**Set task 1**
Please repeat the part of the dog crate thread that begins at "Our Bonnie was" and stops after "during the journey.".
**Set task 2**
In the dog crate thread, where had Bonnie been abandoned?

**Source**
That is excellent advice JonandGaynor
Dogs are very adaptable if given time.


----------



## David_&_Letitia (Jul 8, 2012)

Good advice indeed.

Our Bonnie was a rescue dog which had been abandoned in a derelict building in Belfast. She really doesn't like being left alone because of her previous experiences and she is like Letitia's shadow when she is here, mine when Letitia is away and anyone's when being looked after by anyone else! Our IATA approved crate for air travel could be split in half for ease of carriage when not being used, so we used the bottom half as her bed for the weeks leading up to our journey with all her own bedding lining it. Before travel, Letitia wore a T shirt for a couple of days and left it in the carrier so that Bonnie could console herself with Letitia's scent during the journey.


----------



## Veronica (Apr 5, 2008)

our dog was a rescue and whenever we left him he chewed anything he could find as he was upset at being 'abandoned' We got a cage for him which we put his bed in and it became his 'safe haven' and when we went out we shut him in. Eventually we would leave it open and he still went into it at night of his own accord but soon decided he didn't need that safe haven anymore and stopped going into it. 
Getting your dog used to a travelling crate over a period of a few months, then leaving him for short periods which gradually become longer is the only way to get him over his separation anxiety. If you do it properly by the time you are ready t o relocate to Cyprus he should be fine.


----------



## Worldwanderer (Feb 10, 2016)

Hi I completely understand your anxiety, I have flown with various animals from dogs-horses. However I agree with the previous advise,
You need to get your dog used to his crate as a safe haven. I have done this with
All my dogs, and trust me I have had some seriously insecure dogs! However there is hope, Dogs are not humans, we don't completely understand them, and they don't think like us or even understand a time scale where we may have disappeared for a few hours or days.. A flight is just the same, yes they can be very nervous (you tube has private videos of dogs that have been filmed from within their crate) but they seem to in my experience just settle down sleep and when they arrive at their destination near the luggage claim they are so ecstatic that all
Previous traumas are forgotten and they make lovely messes to tell you how happy they are to see you! It's often worse for the owners; we think through what they might feel, think and how they might be reacting.. Truth is we don't know !! Train your dog as with the previous great advise, every time I have had to get one of my dogs used to a crate I put their bed in their, feed them their chicken wings after a walk in the crate, take it in the car etc etc and exactly like was fore mentioned it becomes their safe haven .. Don't under estimate your dog, he can and will adjust. Separation anxiety is the same, with the right treatment they adjust! Don't despair I believe he will be fine, but I'm only taking from having done it myself with anxious dogs and hysterically dangerous stallions! Good luck!

[Rows from a dataset for labeling boxes]
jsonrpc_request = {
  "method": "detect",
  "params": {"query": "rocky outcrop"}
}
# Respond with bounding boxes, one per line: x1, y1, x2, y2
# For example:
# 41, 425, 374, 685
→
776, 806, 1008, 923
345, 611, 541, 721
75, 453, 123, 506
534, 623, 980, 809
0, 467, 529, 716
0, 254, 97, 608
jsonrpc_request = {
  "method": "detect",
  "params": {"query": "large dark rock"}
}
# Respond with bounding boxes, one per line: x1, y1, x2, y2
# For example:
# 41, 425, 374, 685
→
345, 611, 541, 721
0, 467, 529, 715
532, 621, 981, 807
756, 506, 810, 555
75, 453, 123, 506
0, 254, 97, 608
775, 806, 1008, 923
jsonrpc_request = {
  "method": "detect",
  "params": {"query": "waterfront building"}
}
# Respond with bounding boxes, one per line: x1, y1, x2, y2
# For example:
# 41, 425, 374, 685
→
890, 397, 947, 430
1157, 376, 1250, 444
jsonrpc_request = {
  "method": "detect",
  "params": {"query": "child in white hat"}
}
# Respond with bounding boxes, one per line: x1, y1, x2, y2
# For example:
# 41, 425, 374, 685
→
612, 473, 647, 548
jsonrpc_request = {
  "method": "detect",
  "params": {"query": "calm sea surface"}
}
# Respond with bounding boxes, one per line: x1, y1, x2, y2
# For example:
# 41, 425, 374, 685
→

**Written reply 1**
Our Bonnie was a rescue dog which had been abandoned in a derelict building in Belfast. She really doesn't like being left alone because of her previous experiences and she is like Letitia's shadow when she is here, mine when Letitia is away and anyone's when being looked after by anyone else! Our IATA approved crate for air travel could be split in half for ease of carriage when not being used, so we used the bottom half as her bed for the weeks leading up to our journey with all her own bedding lining it. Before travel, Letitia wore a T shirt for a couple of days and left it in the carrier so that Bonnie could console herself with Letitia's scent during the journey.

**Written reply 2**
In a derelict building in Belfast.